▶ _Ziel_:
Schreib das gesamte folgende Material in eine nummerierte Liste um und lass dabei alle Leerzeilen weg. Die Bilder kommen nicht mit in deine Antwort.
__________
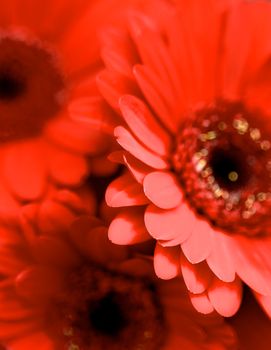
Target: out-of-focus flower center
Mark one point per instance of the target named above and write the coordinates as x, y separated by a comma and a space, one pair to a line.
30, 88
223, 161
104, 310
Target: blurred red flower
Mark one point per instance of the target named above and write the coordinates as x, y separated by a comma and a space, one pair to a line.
193, 90
49, 110
64, 285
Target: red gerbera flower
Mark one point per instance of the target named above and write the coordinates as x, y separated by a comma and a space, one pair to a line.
194, 96
70, 288
50, 117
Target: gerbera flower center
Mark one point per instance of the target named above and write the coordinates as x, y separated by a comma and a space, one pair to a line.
105, 310
30, 88
223, 162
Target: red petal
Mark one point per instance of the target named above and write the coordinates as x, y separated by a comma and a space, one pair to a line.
92, 241
197, 277
198, 246
166, 262
225, 297
265, 302
66, 168
125, 191
53, 250
130, 144
54, 217
138, 169
128, 227
162, 189
143, 124
39, 283
252, 262
220, 260
201, 303
169, 224
112, 86
24, 169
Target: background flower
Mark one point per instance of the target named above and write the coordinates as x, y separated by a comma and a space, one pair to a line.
70, 286
49, 110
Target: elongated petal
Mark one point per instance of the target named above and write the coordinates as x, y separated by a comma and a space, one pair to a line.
201, 303
252, 262
163, 189
130, 144
144, 126
176, 223
226, 297
128, 227
197, 277
28, 180
166, 262
198, 246
125, 191
220, 260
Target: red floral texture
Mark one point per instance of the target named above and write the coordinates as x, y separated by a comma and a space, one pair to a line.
52, 127
65, 285
194, 97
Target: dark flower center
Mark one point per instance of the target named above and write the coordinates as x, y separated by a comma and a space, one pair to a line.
229, 168
107, 315
104, 310
11, 86
223, 161
31, 85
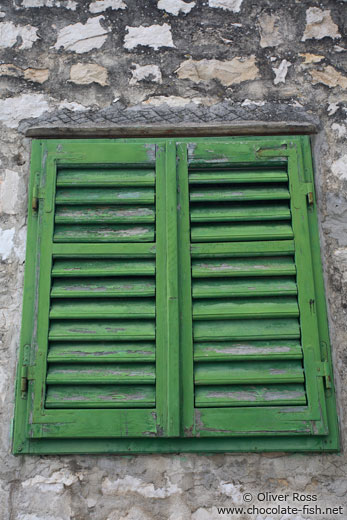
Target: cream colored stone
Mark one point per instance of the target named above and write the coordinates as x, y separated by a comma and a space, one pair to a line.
6, 242
9, 193
130, 484
319, 24
9, 34
148, 72
80, 37
281, 72
36, 75
175, 7
329, 77
8, 69
269, 31
86, 73
228, 5
30, 74
228, 73
154, 36
311, 58
339, 167
15, 109
101, 5
67, 4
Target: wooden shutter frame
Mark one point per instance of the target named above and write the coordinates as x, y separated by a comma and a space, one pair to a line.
24, 443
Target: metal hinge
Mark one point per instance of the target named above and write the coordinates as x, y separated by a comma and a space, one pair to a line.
38, 193
26, 372
323, 370
309, 193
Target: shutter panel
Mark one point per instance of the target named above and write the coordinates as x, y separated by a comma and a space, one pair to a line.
173, 294
100, 358
254, 336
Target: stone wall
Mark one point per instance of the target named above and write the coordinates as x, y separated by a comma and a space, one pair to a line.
100, 62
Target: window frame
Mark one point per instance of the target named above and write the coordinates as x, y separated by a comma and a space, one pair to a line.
22, 441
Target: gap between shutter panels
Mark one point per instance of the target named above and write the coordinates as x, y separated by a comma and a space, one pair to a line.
102, 316
246, 331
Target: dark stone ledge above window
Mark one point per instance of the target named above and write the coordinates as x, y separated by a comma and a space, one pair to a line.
224, 118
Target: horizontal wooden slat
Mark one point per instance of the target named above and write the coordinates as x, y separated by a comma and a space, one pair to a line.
102, 396
243, 287
240, 372
104, 214
239, 193
108, 267
100, 287
101, 352
105, 196
266, 266
100, 250
219, 309
233, 212
236, 176
258, 395
105, 177
70, 330
243, 249
229, 351
104, 233
258, 231
102, 308
246, 329
135, 373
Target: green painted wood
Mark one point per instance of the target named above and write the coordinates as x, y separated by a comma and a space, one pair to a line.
244, 249
104, 233
102, 373
80, 330
104, 214
257, 395
101, 287
221, 232
225, 330
103, 309
239, 372
230, 351
96, 352
167, 346
235, 267
100, 267
83, 177
185, 292
309, 428
216, 176
235, 212
100, 250
221, 309
105, 196
219, 287
100, 396
207, 193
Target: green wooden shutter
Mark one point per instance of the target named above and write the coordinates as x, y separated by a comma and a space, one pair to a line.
256, 366
173, 294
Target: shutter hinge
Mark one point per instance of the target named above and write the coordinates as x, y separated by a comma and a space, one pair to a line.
38, 193
309, 193
26, 372
323, 370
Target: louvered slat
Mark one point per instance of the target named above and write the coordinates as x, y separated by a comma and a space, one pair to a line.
101, 287
246, 331
257, 395
100, 396
104, 214
102, 267
102, 313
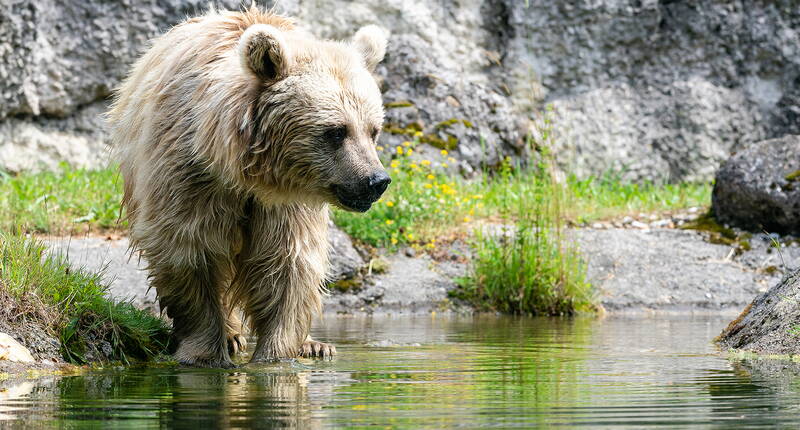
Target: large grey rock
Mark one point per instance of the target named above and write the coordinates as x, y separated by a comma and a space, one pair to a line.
657, 89
127, 276
769, 325
759, 188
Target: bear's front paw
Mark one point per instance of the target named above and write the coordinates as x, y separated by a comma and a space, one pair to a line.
237, 343
312, 348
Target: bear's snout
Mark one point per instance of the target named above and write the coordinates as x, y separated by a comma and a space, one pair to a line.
360, 195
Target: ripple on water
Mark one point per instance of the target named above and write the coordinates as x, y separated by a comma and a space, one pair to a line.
440, 372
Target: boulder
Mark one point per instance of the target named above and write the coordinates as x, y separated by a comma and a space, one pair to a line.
11, 350
759, 187
345, 261
660, 90
770, 325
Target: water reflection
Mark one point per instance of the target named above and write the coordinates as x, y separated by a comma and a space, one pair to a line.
618, 372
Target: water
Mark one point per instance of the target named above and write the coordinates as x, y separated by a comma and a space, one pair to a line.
441, 372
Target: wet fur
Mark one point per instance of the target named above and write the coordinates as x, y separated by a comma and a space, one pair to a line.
226, 194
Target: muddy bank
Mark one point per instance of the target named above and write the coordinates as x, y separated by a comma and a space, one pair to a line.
652, 270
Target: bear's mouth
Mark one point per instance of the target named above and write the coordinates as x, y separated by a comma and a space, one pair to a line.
350, 201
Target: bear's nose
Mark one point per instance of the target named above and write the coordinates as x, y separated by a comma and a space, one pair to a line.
378, 182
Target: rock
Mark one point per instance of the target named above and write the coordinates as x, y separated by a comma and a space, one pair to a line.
769, 325
11, 350
345, 261
759, 188
675, 270
127, 276
655, 89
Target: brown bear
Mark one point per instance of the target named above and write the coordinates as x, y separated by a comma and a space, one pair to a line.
234, 133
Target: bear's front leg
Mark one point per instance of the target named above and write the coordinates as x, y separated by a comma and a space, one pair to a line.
189, 294
279, 278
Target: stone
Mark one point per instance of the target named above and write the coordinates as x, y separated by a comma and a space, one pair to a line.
11, 350
769, 325
345, 261
654, 90
759, 188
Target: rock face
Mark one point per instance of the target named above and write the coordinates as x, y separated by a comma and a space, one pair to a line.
759, 188
656, 89
769, 325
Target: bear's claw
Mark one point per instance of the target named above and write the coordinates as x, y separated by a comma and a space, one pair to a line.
312, 348
237, 344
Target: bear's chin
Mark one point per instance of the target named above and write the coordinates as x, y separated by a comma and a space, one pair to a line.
354, 205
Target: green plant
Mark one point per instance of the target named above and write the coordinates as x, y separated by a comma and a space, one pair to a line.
75, 306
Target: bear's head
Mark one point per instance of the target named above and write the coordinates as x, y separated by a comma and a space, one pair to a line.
316, 117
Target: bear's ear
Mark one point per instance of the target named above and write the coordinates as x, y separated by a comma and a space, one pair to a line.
371, 42
264, 52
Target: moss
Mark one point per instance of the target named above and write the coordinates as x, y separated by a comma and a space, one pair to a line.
794, 176
398, 104
346, 285
720, 235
__________
▶ _Erwartete Antwort_:
1. Target: out-of-focus flower center
2. Mark one point per instance of the target named above and write the coordinates as x, y separated by a comma and a space, one pair to a line.
3. 30, 88
4. 223, 161
5. 104, 310
6. Target: blurred red flower
7. Mark one point per instance of the target named above and write the coordinates as x, y separated by a comma and a space, one pair to a line.
8. 193, 90
9. 49, 110
10. 64, 285
11. Target: red gerbera flower
12. Mark one point per instance of the target named above and write the coordinates as x, y separated by a comma and a space, one pair to a line.
13. 194, 96
14. 70, 288
15. 50, 117
16. Target: gerbera flower center
17. Mark one point per instance of the target named above and write the coordinates as x, y separated by a comma and a space, one pair to a line.
18. 105, 310
19. 30, 88
20. 223, 162
21. Target: red petal
22. Mark one point per instance of the target named above and write the coordinates as x, y separated by a comma and a space, one pair to a line.
23. 92, 241
24. 197, 277
25. 198, 246
26. 166, 262
27. 225, 297
28. 265, 302
29. 66, 168
30. 125, 191
31. 53, 250
32. 130, 144
33. 54, 217
34. 138, 169
35. 128, 227
36. 162, 189
37. 143, 124
38. 39, 283
39. 252, 262
40. 220, 260
41. 201, 303
42. 169, 224
43. 112, 86
44. 24, 169
45. Target: background flower
46. Mark one point per instance of the target named above and write the coordinates as x, y separated by a comma and a space, one pair to a line.
47. 70, 286
48. 49, 110
49. Target: elongated petal
50. Mark one point per instance of the target named above and write the coordinates as x, y separated by a comma and a space, one pair to a line.
51. 201, 303
52. 252, 262
53. 163, 189
54. 130, 144
55. 144, 126
56. 176, 223
57. 226, 297
58. 128, 227
59. 197, 277
60. 28, 180
61. 166, 262
62. 198, 246
63. 125, 191
64. 220, 260
65. Target: red floral texture
66. Mark one point per instance of the target named above and write the coordinates as x, y separated by a comma and a space, one pair to a line.
67. 52, 127
68. 65, 285
69. 194, 97
70. Target: dark flower center
71. Mark one point per instance of the target named above and write the coordinates as x, y separated by a comma and a space, one pair to a line.
72. 229, 168
73. 107, 315
74. 104, 310
75. 11, 86
76. 223, 161
77. 31, 85
78. Target: cream colored stone
79. Mark one point per instance of the target named above and write the coordinates as x, y separated by a comma and a space, one pair to a line.
80. 6, 242
81. 9, 193
82. 130, 484
83. 319, 24
84. 9, 34
85. 148, 72
86. 80, 37
87. 281, 72
88. 36, 75
89. 175, 7
90. 329, 77
91. 8, 69
92. 269, 31
93. 86, 73
94. 228, 5
95. 30, 74
96. 228, 73
97. 154, 36
98. 311, 58
99. 339, 167
100. 15, 109
101. 101, 5
102. 67, 4
103. Target: wooden shutter frame
104. Mark one point per instance of the target named above and write the coordinates as x, y separated by a comma and a space, one pair to a line.
105. 24, 443
106. Target: metal hinge
107. Mark one point per instance of the target named above and write the coordinates as x, y separated by a comma and a space, one pair to a line.
108. 38, 193
109. 26, 372
110. 323, 370
111. 309, 193
112. Target: shutter panel
113. Mark one point per instance of the target named above and write the coordinates as x, y separated by a comma and a space, one pair to a line.
114. 173, 294
115. 100, 358
116. 254, 336
117. Target: stone wall
118. Mark one point per instance of the target named above and write the coordinates as x, y separated by a comma and a space, one pair to a line.
119. 100, 62
120. Target: window frame
121. Mark one point per instance of the target named above and write the coordinates as x, y separated by a comma and a space, one pair to a line.
122. 22, 441
123. Target: gap between shutter panels
124. Mark one point per instance of the target named above and write the coordinates as x, y separated by a comma and a space, one pair to a line.
125. 102, 316
126. 246, 331
127. Target: dark stone ledge above window
128. Mark one point per instance of the target named above and write the coordinates as x, y separated by a comma and a space, one pair to a line.
129. 224, 118
130. Target: horizontal wooden slat
131. Mark one point per instance of the target named above and write the coordinates as x, y separated by a comma and a space, one pair to a line.
132. 102, 396
133. 243, 287
134. 240, 372
135. 104, 214
136. 239, 193
137. 108, 267
138. 100, 287
139. 101, 352
140. 105, 196
141. 266, 266
142. 100, 250
143. 219, 309
144. 233, 212
145. 236, 176
146. 258, 395
147. 105, 177
148. 70, 330
149. 243, 249
150. 229, 351
151. 104, 233
152. 258, 231
153. 102, 308
154. 246, 329
155. 135, 373
156. Target: green painted wood
157. Mark one point per instance of the target named above and write the coordinates as x, y separated by a comma and a space, one pair to a line.
158. 244, 249
159. 104, 233
160. 102, 373
161. 80, 330
162. 104, 214
163. 257, 395
164. 101, 287
165. 221, 232
166. 225, 330
167. 103, 309
168. 239, 372
169. 230, 351
170. 96, 352
171. 167, 346
172. 235, 267
173. 100, 267
174. 83, 177
175. 185, 292
176. 309, 428
177. 216, 176
178. 235, 212
179. 100, 250
180. 221, 309
181. 105, 196
182. 219, 287
183. 100, 396
184. 207, 193
185. Target: green wooden shutter
186. Mark one point per instance of the target named above and write the coordinates as x, y separated by a comma and a space, one pair to a line.
187. 256, 366
188. 173, 294
189. Target: shutter hinge
190. Mark one point per instance of the target named above and write the coordinates as x, y separated by a comma and a space, one pair to a line.
191. 38, 193
192. 309, 193
193. 26, 372
194. 323, 370
195. Target: louvered slat
196. Mark one point per instance of the target named above and write the coordinates as x, y separated by a comma and a space, one pair to a line.
197. 101, 287
198. 246, 331
199. 257, 395
200. 100, 396
201. 104, 214
202. 102, 267
203. 102, 313
204. Target: large grey rock
205. Mark one point per instance of the target named above and write the coordinates as x, y separated by a comma and a space, one pair to a line.
206. 657, 89
207. 127, 276
208. 769, 325
209. 759, 188
210. Target: bear's front paw
211. Mark one point per instance of the target named above and write the coordinates as x, y separated by a comma and a space, one pair to a line.
212. 237, 343
213. 312, 348
214. Target: bear's snout
215. Mark one point per instance of the target named above and write the coordinates as x, y separated by a comma and a space, one pair to a line.
216. 360, 195
217. Target: ripple on water
218. Mark one point per instance of the target named above and write the coordinates as x, y separated by a comma and a space, one pair to a line.
219. 440, 372
220. Target: boulder
221. Mark one point per instance of the target named above and write the coordinates as x, y separated by a comma and a space, one pair to a line.
222. 11, 350
223. 759, 187
224. 345, 261
225. 660, 90
226. 770, 325
227. Target: water reflection
228. Mark one point per instance of the target named above and write the coordinates as x, y separated by a comma and a space, one pair to a line.
229. 618, 372
230. Target: water
231. Mark one point per instance of the target named above and write the coordinates as x, y separated by a comma and a space, one pair to a line.
232. 441, 372
233. Target: wet fur
234. Mark one point per instance of the target named above and write the coordinates as x, y separated by a comma and a space, one pair to a line.
235. 226, 194
236. Target: muddy bank
237. Mark one point per instance of the target named above and write the coordinates as x, y separated by a comma and a space, one pair to a line.
238. 652, 270
239. Target: bear's mouth
240. Mark one point per instance of the target named above and write the coordinates as x, y separated by a comma and a space, one pair to a line.
241. 350, 201
242. Target: bear's nose
243. Mark one point per instance of the target named above and write the coordinates as x, y separated by a comma and a space, one pair to a line.
244. 378, 182
245. Target: rock
246. Mark one point per instance of the target named above and write the coordinates as x, y separated by a comma and a space, one pair to a line.
247. 769, 325
248. 11, 350
249. 345, 261
250. 759, 188
251. 675, 270
252. 127, 276
253. 655, 89
254. Target: brown bear
255. Mark one point per instance of the target named above and write the coordinates as x, y separated by a comma and a space, one pair to a line.
256. 234, 133
257. Target: bear's front leg
258. Mark one point per instance of the target named above and write the coordinates as x, y separated by a comma and a space, one pair to a line.
259. 189, 294
260. 279, 278
261. Target: stone
262. Mark one point per instance of the target named above and write the coordinates as x, y separated by a comma and a space, one pair to a line.
263. 11, 350
264. 769, 325
265. 345, 261
266. 654, 90
267. 759, 188
268. Target: rock face
269. Mark one point per instance of the target named above and write the coordinates as x, y separated by a comma and a space, one pair to a line.
270. 759, 188
271. 656, 89
272. 769, 325
273. Target: bear's claw
274. Mark one point per instance of the target named above and write the coordinates as x, y separated by a comma and a space, one pair to a line.
275. 312, 348
276. 237, 344
277. Target: bear's chin
278. Mark one point per instance of the target named above and write the coordinates as x, y separated by a comma and a space, one pair to a line.
279. 354, 205
280. Target: green plant
281. Mark one point per instance of the target named above and write the coordinates as x, y separated by a comma and a space, one pair to a line.
282. 75, 306
283. Target: bear's head
284. Mark one point per instance of the target named above and write the coordinates as x, y separated by a comma and a space, one pair to a line.
285. 316, 117
286. Target: bear's ear
287. Mark one point per instance of the target named above and write the coordinates as x, y separated by a comma and a space, one pair to a line.
288. 371, 42
289. 264, 52
290. Target: moss
291. Mark one point per instance of the target named above and write the coordinates as x, y separated by a comma and a space, one pair to a line.
292. 794, 176
293. 398, 104
294. 346, 285
295. 720, 235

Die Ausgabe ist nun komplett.